**WHAT YOU SHOULD DO:** Copy out the records below unchanged, starting at the line that contains "Phrase: player's outstretched arm" and continuing through the last line of the records.

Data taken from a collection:

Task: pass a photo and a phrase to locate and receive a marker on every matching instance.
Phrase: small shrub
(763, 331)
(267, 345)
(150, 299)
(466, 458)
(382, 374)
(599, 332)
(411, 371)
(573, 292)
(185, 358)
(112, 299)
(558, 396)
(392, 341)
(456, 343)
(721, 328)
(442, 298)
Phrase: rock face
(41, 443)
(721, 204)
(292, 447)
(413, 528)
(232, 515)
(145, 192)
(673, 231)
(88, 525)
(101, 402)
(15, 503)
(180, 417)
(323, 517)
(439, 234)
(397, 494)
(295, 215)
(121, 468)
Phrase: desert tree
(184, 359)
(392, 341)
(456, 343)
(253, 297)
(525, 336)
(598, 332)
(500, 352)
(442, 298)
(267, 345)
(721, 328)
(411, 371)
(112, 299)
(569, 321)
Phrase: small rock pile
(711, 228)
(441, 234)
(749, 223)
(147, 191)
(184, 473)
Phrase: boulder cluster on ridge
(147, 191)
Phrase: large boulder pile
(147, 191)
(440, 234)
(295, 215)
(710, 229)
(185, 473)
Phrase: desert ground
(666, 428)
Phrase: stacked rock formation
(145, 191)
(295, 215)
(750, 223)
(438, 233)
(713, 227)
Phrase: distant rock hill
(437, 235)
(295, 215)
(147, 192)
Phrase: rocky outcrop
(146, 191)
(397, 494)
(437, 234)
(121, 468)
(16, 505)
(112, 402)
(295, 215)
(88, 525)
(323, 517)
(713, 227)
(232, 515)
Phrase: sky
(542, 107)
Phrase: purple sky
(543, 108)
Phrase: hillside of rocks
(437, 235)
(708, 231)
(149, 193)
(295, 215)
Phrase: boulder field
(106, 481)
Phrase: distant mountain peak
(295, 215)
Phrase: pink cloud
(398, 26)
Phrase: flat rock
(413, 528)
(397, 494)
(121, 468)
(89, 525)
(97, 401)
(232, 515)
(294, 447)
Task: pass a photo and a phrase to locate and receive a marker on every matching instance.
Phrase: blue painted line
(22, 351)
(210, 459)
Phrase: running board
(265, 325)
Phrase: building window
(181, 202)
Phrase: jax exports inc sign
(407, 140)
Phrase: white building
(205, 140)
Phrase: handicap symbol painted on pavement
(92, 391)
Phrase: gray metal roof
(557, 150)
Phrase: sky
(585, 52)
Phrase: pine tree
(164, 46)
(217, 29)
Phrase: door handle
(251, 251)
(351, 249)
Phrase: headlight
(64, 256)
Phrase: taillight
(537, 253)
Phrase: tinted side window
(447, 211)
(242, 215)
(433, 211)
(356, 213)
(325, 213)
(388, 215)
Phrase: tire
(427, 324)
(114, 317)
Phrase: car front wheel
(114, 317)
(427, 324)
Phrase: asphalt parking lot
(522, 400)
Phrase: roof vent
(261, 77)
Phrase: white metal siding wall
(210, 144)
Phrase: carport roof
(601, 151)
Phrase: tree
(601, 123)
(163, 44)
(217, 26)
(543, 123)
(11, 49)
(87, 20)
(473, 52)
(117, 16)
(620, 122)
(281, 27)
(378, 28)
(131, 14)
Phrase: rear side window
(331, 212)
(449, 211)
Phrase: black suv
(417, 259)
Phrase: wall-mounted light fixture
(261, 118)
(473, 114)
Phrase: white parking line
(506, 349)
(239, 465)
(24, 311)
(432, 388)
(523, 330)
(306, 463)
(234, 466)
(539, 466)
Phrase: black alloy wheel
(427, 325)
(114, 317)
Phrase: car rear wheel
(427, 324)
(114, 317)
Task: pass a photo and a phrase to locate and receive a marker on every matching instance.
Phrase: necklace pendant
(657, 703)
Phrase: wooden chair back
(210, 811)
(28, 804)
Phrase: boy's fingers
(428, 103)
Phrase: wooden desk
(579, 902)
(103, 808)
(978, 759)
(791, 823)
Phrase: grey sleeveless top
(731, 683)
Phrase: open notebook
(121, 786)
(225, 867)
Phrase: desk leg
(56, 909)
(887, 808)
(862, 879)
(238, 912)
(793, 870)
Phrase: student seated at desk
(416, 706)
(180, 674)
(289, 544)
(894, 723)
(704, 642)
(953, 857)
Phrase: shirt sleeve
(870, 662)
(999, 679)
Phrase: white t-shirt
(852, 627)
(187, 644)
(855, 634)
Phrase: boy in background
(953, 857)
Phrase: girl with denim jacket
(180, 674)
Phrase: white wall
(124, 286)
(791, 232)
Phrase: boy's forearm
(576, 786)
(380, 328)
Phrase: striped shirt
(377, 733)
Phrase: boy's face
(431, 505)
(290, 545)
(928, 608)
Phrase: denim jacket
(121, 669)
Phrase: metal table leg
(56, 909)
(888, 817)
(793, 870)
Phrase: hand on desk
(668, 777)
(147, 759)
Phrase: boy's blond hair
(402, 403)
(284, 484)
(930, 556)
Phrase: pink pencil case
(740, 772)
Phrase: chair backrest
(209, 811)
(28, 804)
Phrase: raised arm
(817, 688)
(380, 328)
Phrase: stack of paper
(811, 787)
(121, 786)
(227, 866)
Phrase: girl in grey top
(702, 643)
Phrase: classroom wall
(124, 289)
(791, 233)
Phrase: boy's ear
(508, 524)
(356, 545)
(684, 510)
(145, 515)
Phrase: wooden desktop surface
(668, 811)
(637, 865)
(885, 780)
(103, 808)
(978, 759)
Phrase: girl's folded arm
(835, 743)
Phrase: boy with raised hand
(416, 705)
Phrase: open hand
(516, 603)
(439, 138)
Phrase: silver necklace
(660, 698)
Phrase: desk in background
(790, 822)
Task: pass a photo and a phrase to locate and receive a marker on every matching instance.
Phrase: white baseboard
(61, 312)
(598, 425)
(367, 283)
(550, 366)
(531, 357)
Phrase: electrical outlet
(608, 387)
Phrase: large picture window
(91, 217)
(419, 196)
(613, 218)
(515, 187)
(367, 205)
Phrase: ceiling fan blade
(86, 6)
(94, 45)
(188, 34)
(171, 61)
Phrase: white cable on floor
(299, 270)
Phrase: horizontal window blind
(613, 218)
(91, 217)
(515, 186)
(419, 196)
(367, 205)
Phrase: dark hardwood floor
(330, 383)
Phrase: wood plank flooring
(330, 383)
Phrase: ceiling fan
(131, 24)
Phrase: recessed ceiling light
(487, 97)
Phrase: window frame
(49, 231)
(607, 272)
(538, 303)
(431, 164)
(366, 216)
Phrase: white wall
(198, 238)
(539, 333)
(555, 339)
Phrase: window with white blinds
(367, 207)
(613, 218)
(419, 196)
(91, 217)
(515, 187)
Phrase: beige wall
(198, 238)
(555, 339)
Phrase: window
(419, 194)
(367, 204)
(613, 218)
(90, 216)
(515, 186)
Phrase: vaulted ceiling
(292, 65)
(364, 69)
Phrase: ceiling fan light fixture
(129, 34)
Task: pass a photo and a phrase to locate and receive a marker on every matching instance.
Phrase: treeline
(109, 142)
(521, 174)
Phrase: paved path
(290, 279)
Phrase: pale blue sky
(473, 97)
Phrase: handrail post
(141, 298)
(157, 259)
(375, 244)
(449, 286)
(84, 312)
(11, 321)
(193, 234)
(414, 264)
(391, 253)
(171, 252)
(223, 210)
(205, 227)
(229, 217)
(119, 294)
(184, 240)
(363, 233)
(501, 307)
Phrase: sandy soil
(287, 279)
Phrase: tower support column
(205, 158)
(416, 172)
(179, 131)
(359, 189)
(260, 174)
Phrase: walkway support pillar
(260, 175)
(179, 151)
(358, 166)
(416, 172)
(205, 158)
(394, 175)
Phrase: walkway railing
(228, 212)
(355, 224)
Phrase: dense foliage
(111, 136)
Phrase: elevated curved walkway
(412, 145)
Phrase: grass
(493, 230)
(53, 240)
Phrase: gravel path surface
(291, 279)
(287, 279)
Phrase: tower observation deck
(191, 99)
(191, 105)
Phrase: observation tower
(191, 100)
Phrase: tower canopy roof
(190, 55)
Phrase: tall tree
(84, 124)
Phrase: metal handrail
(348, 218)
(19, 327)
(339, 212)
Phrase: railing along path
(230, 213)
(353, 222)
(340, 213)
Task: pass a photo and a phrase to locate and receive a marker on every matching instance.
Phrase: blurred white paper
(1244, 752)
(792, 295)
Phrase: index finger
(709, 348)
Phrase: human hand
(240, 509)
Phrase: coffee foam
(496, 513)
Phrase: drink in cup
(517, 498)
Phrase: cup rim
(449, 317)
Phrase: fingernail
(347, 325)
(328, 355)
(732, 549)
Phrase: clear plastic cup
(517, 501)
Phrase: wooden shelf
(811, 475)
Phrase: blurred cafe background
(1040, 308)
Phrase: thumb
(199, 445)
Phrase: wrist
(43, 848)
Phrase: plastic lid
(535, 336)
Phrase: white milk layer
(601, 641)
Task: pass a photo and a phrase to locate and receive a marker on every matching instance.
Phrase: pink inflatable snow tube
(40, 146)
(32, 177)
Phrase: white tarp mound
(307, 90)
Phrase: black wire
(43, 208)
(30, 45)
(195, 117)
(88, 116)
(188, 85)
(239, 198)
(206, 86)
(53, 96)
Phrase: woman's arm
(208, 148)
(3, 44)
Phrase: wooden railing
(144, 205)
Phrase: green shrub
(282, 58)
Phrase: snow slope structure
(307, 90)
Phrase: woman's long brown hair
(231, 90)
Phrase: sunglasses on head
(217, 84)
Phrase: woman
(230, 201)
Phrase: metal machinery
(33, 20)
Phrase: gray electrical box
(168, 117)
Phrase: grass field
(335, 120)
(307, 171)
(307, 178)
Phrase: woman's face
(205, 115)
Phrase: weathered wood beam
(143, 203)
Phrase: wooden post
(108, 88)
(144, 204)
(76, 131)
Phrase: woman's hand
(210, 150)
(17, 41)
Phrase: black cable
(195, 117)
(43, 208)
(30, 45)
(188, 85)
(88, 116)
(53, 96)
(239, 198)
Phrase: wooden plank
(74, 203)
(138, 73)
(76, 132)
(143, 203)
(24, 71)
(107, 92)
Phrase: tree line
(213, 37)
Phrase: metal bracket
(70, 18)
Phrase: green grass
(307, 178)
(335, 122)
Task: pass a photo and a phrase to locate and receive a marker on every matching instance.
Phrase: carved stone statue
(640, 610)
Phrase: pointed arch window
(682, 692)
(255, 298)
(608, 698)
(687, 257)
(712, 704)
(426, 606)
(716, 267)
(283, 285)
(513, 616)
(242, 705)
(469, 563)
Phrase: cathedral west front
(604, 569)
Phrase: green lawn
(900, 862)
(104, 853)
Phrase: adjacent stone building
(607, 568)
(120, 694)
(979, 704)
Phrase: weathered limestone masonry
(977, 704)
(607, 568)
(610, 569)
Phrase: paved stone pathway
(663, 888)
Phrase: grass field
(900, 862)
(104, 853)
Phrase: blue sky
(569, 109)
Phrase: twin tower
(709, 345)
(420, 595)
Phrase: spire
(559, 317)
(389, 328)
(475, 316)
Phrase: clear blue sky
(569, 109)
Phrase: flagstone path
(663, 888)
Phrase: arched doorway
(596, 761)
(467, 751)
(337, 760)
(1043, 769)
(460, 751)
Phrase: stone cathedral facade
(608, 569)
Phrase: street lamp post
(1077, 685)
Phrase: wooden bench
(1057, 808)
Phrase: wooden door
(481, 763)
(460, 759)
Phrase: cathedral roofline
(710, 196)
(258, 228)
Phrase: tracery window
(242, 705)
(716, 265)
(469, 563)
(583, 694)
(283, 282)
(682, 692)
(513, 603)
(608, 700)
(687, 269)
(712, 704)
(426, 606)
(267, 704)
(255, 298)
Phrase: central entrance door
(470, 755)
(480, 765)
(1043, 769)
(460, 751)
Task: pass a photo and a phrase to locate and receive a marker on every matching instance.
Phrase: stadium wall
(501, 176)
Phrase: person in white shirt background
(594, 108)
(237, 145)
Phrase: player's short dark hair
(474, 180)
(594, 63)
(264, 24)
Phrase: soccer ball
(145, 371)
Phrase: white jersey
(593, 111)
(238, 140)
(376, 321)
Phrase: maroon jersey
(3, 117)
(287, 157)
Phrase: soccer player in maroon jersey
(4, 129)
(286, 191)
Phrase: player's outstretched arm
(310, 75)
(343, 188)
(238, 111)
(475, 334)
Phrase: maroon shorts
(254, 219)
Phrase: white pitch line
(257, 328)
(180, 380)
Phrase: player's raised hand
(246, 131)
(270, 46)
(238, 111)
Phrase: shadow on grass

**REPLY:**
Phrase: player's outstretched arm
(310, 75)
(343, 188)
(238, 111)
(475, 334)
Phrase: maroon shorts
(254, 219)
Phrase: white pitch line
(257, 328)
(180, 380)
Phrase: player's raised hand
(246, 131)
(270, 46)
(238, 111)
Phrase: shadow on grass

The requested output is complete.